- Record extracts:
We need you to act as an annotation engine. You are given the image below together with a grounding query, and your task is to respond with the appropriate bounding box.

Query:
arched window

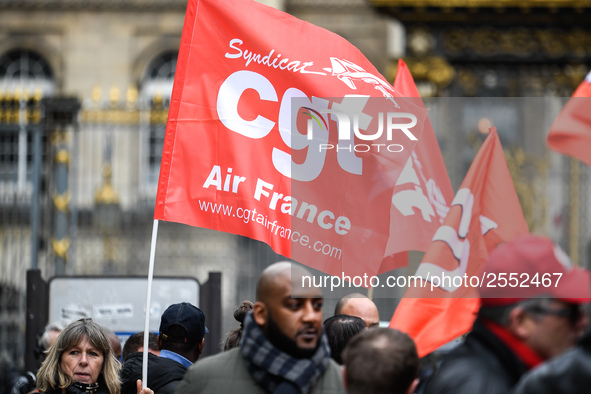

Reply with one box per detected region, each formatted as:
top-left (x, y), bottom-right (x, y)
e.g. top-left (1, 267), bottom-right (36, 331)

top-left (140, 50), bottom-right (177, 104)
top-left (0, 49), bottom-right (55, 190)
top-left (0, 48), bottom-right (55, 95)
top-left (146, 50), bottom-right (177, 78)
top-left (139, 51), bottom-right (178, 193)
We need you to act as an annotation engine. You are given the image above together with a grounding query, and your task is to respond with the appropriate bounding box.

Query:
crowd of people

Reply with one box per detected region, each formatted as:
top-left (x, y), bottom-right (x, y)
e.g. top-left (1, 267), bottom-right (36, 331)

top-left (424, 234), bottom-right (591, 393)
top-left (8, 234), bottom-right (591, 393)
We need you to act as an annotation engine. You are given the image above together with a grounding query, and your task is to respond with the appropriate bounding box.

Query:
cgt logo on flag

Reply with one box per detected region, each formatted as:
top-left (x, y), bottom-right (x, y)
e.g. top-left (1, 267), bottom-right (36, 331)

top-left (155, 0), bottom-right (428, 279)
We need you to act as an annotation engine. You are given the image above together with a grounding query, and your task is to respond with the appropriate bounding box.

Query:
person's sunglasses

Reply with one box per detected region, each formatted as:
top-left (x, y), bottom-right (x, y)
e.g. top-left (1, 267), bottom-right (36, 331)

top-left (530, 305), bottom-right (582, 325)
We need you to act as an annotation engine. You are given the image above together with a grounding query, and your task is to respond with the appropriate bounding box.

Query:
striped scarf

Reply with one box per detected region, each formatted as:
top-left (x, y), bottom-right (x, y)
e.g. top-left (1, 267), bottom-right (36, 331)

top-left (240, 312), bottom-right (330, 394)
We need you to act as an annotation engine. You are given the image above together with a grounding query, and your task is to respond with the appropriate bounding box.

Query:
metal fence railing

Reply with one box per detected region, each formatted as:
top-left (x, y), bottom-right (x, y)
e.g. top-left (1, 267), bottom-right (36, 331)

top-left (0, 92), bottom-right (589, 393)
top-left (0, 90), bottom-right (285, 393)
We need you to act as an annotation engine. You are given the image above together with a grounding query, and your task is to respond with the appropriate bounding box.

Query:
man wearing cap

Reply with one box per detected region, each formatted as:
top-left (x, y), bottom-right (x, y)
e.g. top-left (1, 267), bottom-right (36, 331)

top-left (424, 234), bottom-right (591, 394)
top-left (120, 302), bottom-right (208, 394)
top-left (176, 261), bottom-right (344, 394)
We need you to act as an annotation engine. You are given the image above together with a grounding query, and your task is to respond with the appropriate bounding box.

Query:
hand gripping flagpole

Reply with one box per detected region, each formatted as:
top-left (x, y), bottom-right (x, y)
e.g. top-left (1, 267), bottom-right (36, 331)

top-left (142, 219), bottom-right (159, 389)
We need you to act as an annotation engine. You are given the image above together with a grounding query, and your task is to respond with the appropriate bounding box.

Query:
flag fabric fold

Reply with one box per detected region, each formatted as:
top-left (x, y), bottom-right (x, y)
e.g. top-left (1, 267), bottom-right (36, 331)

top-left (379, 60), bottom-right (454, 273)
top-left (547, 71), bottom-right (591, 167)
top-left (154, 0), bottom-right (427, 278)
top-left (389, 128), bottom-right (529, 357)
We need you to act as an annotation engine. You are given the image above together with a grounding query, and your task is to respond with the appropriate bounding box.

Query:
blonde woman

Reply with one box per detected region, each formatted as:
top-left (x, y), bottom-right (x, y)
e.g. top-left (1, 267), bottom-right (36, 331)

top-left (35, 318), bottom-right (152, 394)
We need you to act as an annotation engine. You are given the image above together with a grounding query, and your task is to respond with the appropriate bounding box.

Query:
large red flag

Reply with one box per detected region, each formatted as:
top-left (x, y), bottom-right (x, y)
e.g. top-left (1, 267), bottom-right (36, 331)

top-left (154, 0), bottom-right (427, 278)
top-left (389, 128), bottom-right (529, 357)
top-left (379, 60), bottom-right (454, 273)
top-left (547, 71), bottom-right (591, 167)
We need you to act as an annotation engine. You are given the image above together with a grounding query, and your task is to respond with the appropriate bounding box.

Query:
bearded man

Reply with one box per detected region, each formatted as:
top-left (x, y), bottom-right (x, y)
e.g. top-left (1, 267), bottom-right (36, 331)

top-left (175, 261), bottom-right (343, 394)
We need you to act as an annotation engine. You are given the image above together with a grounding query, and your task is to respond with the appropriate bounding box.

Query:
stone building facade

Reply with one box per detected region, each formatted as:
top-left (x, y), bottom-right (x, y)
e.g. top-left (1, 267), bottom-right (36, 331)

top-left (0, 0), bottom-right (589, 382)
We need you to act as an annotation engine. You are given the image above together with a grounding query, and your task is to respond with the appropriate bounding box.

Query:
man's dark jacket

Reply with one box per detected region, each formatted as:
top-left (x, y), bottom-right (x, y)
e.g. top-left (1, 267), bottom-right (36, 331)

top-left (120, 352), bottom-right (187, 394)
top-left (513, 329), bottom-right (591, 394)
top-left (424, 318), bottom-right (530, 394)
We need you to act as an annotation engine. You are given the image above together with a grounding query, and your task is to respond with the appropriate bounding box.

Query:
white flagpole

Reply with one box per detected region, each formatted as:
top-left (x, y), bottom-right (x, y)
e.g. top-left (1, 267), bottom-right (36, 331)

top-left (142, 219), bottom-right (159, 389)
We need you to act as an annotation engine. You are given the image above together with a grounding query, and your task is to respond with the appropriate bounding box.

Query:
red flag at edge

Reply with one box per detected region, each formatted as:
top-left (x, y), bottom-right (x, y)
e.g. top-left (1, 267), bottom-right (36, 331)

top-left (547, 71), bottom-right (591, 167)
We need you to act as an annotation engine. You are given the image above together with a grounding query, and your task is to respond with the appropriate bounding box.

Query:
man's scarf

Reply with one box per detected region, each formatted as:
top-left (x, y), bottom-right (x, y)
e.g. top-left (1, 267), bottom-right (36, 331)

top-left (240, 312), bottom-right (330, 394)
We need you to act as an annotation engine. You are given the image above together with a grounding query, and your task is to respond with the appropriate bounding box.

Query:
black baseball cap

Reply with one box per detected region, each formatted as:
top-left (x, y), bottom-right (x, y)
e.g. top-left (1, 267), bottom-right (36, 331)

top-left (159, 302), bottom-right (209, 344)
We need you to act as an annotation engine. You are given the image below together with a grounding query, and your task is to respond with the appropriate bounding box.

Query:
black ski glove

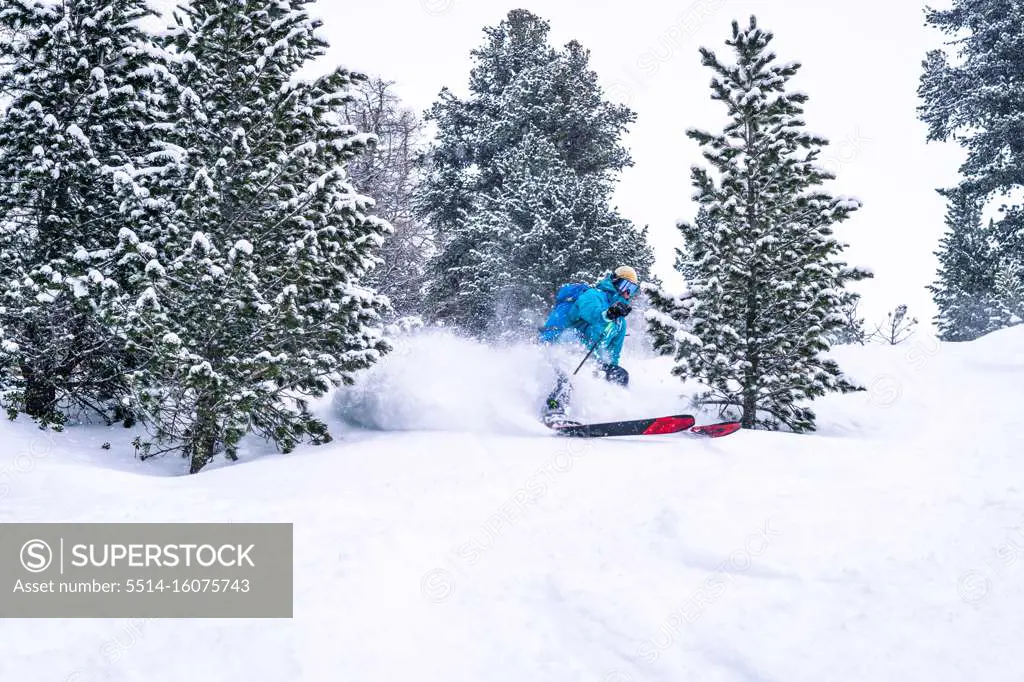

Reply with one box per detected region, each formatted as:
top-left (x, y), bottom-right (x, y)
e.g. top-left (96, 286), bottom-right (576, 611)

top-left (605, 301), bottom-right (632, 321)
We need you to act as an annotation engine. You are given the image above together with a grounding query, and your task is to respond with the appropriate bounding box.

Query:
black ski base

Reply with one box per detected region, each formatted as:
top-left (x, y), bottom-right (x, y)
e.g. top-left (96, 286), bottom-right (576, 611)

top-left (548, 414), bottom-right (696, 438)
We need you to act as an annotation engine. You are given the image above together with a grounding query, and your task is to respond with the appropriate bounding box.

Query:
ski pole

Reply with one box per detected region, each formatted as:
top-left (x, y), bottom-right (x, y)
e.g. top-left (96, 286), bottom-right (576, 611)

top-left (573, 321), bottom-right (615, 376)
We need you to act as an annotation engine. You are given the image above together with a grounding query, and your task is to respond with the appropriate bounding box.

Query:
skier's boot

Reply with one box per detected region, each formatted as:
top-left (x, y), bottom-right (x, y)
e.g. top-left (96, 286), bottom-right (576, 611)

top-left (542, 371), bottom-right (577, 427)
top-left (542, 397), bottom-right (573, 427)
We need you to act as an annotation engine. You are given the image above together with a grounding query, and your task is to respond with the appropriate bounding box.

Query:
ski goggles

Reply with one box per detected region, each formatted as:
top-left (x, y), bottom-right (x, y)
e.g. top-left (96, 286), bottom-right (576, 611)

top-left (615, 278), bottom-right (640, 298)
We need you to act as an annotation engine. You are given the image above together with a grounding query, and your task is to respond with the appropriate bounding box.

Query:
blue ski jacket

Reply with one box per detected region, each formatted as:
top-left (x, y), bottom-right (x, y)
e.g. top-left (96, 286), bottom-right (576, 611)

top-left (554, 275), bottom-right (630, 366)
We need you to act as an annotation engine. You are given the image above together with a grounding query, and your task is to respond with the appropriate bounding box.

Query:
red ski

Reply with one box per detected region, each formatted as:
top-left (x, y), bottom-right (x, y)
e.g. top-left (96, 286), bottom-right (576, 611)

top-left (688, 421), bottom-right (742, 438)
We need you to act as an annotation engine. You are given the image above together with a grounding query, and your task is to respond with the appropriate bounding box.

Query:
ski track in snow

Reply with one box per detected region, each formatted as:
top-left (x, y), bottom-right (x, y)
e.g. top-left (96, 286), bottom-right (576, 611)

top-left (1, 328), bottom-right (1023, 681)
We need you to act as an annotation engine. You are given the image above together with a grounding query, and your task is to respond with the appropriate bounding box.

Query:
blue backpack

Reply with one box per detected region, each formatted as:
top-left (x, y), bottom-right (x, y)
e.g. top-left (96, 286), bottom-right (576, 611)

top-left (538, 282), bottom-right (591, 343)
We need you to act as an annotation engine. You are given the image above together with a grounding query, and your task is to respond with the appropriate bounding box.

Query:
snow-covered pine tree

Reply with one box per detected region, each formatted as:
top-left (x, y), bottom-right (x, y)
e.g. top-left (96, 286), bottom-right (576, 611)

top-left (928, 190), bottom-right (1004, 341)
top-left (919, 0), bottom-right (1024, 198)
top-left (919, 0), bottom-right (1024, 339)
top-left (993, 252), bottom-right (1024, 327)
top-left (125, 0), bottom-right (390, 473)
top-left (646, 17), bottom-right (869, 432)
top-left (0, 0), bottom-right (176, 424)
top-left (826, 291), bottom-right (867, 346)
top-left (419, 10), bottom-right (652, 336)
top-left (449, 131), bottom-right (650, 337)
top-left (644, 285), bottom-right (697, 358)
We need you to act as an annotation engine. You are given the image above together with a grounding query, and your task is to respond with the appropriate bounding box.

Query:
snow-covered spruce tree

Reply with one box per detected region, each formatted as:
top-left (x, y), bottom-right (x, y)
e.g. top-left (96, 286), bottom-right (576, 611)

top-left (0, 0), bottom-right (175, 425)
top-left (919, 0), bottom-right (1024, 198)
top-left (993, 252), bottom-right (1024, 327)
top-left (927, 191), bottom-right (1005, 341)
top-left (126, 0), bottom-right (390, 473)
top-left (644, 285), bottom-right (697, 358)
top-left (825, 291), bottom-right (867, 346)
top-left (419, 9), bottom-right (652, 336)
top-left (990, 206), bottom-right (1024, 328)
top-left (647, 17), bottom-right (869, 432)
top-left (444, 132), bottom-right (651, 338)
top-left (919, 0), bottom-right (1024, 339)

--

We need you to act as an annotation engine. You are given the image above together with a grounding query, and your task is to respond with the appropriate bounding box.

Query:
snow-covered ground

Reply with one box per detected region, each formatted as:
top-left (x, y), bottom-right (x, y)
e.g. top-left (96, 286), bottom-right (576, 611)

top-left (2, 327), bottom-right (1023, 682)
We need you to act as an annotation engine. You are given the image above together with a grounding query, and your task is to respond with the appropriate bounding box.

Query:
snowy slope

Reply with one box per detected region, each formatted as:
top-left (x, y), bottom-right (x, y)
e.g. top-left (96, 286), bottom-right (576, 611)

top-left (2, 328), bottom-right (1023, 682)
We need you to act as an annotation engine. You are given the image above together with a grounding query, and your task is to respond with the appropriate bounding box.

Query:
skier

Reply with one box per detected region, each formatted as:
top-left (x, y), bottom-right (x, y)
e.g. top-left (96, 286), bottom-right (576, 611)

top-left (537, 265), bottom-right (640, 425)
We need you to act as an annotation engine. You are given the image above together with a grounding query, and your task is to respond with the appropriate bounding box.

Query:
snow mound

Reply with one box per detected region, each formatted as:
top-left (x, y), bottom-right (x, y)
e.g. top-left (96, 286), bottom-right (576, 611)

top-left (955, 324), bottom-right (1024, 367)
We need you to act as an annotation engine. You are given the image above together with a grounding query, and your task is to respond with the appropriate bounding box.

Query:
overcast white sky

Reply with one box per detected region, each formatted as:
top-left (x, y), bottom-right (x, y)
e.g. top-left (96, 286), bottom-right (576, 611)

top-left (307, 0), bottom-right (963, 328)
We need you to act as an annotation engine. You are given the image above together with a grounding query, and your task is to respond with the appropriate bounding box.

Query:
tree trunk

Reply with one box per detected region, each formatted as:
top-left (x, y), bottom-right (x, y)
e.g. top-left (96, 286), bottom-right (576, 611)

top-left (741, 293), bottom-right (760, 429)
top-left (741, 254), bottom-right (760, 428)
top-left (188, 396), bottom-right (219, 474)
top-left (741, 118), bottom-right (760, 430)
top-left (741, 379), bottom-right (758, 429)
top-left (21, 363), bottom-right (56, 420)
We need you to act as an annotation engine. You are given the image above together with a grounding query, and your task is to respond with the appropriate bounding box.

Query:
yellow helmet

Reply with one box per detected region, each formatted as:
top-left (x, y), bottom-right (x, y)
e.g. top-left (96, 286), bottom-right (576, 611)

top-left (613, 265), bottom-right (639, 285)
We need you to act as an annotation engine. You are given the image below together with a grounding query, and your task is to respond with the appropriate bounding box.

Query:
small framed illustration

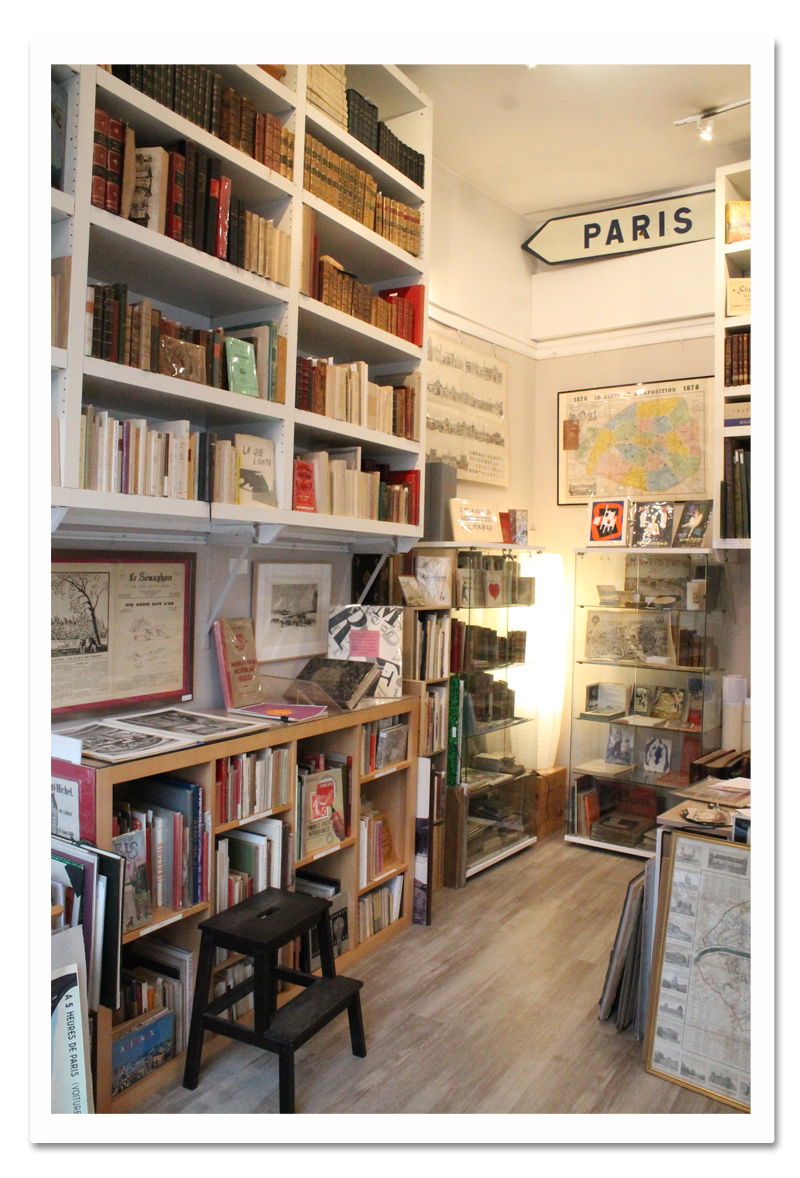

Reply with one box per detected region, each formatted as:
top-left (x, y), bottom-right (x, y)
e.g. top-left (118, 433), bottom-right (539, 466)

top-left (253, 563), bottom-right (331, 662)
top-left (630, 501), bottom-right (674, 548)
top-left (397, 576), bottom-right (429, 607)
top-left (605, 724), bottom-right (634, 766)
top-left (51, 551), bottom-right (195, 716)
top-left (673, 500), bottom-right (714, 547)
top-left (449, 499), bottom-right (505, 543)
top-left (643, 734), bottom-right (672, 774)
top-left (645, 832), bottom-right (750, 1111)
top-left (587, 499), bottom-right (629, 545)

--

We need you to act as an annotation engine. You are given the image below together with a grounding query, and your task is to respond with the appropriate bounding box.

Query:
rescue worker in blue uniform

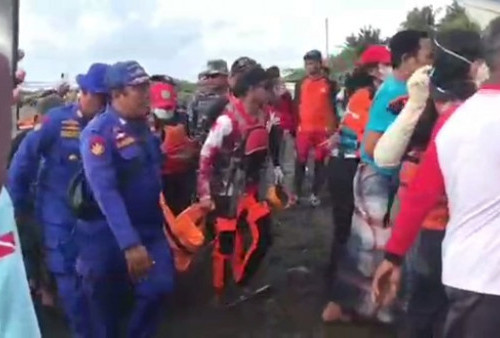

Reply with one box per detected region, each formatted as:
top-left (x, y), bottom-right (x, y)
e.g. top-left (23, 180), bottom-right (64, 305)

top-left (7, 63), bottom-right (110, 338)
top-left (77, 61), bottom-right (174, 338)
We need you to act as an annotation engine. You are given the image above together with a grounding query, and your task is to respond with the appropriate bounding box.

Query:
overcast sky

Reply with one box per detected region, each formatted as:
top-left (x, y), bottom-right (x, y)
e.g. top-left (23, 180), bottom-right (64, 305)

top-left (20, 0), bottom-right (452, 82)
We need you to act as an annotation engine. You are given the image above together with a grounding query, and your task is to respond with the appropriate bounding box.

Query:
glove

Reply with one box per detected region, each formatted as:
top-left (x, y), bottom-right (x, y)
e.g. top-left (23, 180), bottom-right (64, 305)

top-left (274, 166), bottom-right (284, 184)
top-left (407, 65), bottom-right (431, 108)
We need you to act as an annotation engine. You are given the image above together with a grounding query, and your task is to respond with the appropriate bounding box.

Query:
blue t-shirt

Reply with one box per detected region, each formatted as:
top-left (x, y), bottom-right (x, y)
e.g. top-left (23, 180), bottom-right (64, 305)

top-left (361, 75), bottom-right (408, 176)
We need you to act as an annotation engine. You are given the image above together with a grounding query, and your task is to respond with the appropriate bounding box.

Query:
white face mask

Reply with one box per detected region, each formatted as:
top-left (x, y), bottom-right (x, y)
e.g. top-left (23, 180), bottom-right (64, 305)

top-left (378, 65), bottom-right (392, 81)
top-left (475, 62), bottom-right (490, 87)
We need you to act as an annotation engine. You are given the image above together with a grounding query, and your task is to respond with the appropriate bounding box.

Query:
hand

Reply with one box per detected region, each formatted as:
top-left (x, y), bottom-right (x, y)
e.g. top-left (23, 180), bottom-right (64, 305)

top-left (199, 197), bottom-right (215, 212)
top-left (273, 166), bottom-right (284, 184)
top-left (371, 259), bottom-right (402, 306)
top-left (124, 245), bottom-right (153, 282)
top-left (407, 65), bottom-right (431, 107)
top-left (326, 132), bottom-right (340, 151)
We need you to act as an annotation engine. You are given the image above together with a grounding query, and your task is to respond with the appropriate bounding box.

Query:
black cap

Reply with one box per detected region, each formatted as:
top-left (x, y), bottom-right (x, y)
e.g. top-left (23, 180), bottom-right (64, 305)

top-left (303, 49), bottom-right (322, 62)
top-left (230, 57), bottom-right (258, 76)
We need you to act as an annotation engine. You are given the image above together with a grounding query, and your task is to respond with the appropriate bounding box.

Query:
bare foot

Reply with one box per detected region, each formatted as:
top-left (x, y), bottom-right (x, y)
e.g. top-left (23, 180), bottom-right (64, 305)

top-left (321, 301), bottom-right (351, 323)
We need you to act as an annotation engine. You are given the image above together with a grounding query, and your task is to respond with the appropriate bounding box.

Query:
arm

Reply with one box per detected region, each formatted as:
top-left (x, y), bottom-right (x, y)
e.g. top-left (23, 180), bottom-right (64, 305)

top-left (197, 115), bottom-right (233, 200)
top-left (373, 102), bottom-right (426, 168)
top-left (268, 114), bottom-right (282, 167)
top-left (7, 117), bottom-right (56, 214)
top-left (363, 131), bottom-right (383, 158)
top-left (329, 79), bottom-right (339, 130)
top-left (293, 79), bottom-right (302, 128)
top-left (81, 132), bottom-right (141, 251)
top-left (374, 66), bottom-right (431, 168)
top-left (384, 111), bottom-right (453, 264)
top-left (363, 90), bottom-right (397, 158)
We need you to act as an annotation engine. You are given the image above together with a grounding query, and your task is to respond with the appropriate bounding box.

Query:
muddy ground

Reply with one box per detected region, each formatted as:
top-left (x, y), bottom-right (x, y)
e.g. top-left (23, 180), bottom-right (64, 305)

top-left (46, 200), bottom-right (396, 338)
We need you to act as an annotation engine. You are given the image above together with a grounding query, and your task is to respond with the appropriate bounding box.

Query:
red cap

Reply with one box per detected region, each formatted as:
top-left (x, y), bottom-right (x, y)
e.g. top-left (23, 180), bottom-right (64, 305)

- Instructions to follow:
Gather up the lines containing the word "tree" from these records and copy them.

- Task solution:
snow-covered pine tree
snow-covered spruce tree
tree trunk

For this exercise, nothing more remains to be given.